§ **ACTIVITIES**
**A)** Write out the part of the passage on Git's HEAD starting at "According to this SO" and ending at "HEAD pointer do?".
**B)** In the passage on Git's HEAD, how does the cited Stack Overflow answer define HEAD?
**C)** Carry on the passage on Git's HEAD, picking up right after its last sentence.

*** TEXT FOR ANALYSIS ***

My learning preference is through hands-on experimentation. I like taking things apart, putting them back together, or trying to break stuff. So let’s break apart this HEAD thingy.
According to this SO answer, it is a file.
saraf@TheBlueDog ~/Source/Repos/scrap/detachedHeadPractice (master)
$ cat .git/HEAD
ref: refs/heads/master
and that file contains some content. I’d assume “ref” means reference, and “master” is the master branch we’ve been playing with. I’m not sure what “refs/heads/master” actually stands for, but I’ll figure that out later.
I keep hearing HEAD referred to as a pointer. This would make sense if it is a file that only contains the location(?) where to point to. That answers the literal question.
But what does the HEAD pointer do?
According to this stack overflow answer, “HEAD is a reference to the last commit in the currently checked-out branch.” Considering we have master checked out, that makes sense. Doing a git log would show all the commits in the repo. If we switched to a branch and did a git log, we’d see all the commits for that branch.

*** End of TEXT FOR ANALYSIS ***
*** RECORD EXTRACTS ***

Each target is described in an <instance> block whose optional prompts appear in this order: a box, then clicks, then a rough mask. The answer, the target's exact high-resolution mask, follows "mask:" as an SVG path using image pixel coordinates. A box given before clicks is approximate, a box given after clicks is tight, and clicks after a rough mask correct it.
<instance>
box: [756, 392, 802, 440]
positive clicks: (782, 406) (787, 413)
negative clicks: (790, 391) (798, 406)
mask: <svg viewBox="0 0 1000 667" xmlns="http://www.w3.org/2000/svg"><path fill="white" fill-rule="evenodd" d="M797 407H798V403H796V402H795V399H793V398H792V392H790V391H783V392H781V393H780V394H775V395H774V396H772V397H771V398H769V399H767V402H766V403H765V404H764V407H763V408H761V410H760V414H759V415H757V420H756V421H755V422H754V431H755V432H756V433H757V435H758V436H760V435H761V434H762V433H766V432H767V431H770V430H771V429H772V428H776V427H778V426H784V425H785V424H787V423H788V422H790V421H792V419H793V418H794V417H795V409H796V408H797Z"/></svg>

*** End of RECORD EXTRACTS ***

§ **RESPONSES BY ITEM NUMBER**
**A)**
According to this SO answer, it is a file.
saraf@TheBlueDog ~/Source/Repos/scrap/detachedHeadPractice (master)
$ cat .git/HEAD
ref: refs/heads/master
and that file contains some content. I’d assume “ref” means reference, and “master” is the master branch we’ve been playing with. I’m not sure what “refs/heads/master” actually stands for, but I’ll figure that out later.
I keep hearing HEAD referred to as a pointer. This would make sense if it is a file that only contains the location(?) where to point to. That answers the literal question.
But what does the HEAD pointer do?

**B)** It defines HEAD as a reference to the last commit in the currently checked-out branch.

**C)**
But what about the detached HEAD state from yesterday?
Continuing with the same stack overflow answer, “A detached HEAD is the situation you end up in whenever you check out a commit (or tag) instead of a branch.”
Yep, we saw that yesterday. HEAD is pointing at the 2nd commit, whereas master is pointing at the 3rd.
Now I had to re-read this line from the same stack overflow answer, “In this case, you have to imagine this as a temporary branch without a name; so instead of having a named branch reference, we only have HEAD.”
A temporary branch without a name??
Okay, what I think is happening is that if you were in a detached state (as shown above) and did a git log, you’d only see 2 commits, not 3. Since you are seeing 2 commits, you are still technically on a branch. It’s just that this branch doesn’t have a name.
In other words, a Git pointer never points to just a single commit. A git pointer points to the last commit in that series of commits (which I guess is where the temporary nameless branch concept comes from). Which now begs the question… what’s really a git branch?